== TEXTO PARA LER ==
Pare, escute e olhe – Maria José de Almeida

Pare, escute e olhe – Maria José de Almeida

Fui a Berlim à ópera. Fui também para conhecer a cidade, fui também para ver museus.

Vi uma exposição sobre Wagner “e o sentimento alemão” (seja lá como melhor se traduz Richard Wagner und das deutsche Gefühl). O amigo com quem vi a exposição, e cantou na ópera que ouvi nessa noite, explicou-me que foi com Wagner que começou esta coisa de apagar as luzes ao público e mandá-lo estar calado até que a obra chegue ao fim.

Não sabia disso. Sabia que a ópera, e o teatro também, quando começou e até ao séc. XVIII era uma badalhoquice: o pessoal comia, bebia, punha a conversa em dia e fazia negócios de vária índole. Não fazia ideia que tinha sido com Wagner que a coisa mudou. Mudou nos meios intelectuais e burgueses, claro, os espetáculos populares continuaram (continuam?) a ser assim: vai-se pela festa e de vez em quando presta-se atenção ao que se passa no palco.

Enquanto víamos a exposição, disse ao meu amigo que de alguma forma era mais honesto antes. Não ia ninguém ao engano nem ficava lá por obrigação. E punha os compositores (e encenadores e intérpretes) a esforçarem-se mais. Sabiam que tinham de captar a atenção do público. Se havia momentos no decurso do espetáculo em que diminuía o volume das vozes, em que mais cabeças se viravam para o palco, em que mais gente ficava atenta e depois até aplaudia… então era porque o trabalho deles era bom. Vamos ser honestos: se Wagner não tivesse imposto esse novo comportamento na ópera, quem aguentava as cinco horas dos Mestres Cantores de Nuremberga sem dar uns goles numa caneca de cerveja, comentar o assunto do dia ou ir lá fora verter águas?

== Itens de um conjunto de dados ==
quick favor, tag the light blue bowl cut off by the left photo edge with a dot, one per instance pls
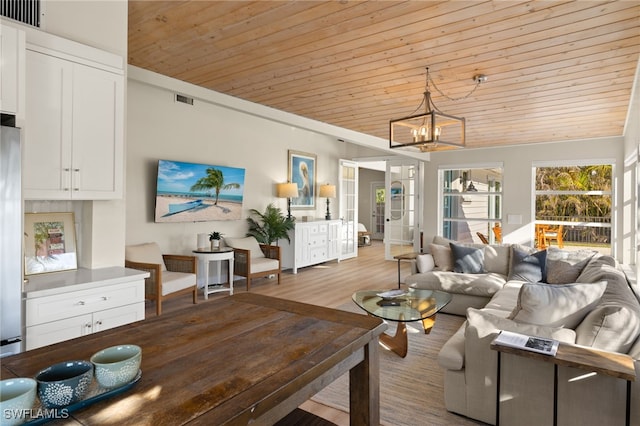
(16, 397)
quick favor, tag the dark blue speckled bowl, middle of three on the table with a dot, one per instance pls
(64, 383)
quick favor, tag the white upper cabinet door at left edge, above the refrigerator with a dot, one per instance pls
(12, 46)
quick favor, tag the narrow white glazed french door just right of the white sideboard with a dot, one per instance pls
(348, 196)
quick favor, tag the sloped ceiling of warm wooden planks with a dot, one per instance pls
(556, 70)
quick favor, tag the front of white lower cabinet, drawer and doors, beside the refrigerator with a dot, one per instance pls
(57, 317)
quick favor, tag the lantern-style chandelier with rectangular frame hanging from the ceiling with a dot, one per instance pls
(432, 130)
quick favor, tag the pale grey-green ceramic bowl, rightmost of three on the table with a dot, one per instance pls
(118, 365)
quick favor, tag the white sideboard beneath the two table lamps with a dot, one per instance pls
(311, 243)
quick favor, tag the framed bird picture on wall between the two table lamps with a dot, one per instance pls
(302, 170)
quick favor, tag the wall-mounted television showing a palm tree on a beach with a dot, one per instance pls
(191, 192)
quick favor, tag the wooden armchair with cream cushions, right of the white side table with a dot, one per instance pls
(253, 260)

== INSTRUÇÕES DA TAREFA ==
Reproduza, sem alterar nada, o trecho do texto sobre a ida à ópera em Berlim que abre com as palavras que contêm "Fui a Berlim" e fecha com "chegue ao fim.".

== RESULTADO DO EXERCÍCIO ==
Fui a Berlim à ópera. Fui também para conhecer a cidade, fui também para ver museus.

Vi uma exposição sobre Wagner “e o sentimento alemão” (seja lá como melhor se traduz Richard Wagner und das deutsche Gefühl). O amigo com quem vi a exposição, e cantou na ópera que ouvi nessa noite, explicou-me que foi com Wagner que começou esta coisa de apagar as luzes ao público e mandá-lo estar calado até que a obra chegue ao fim.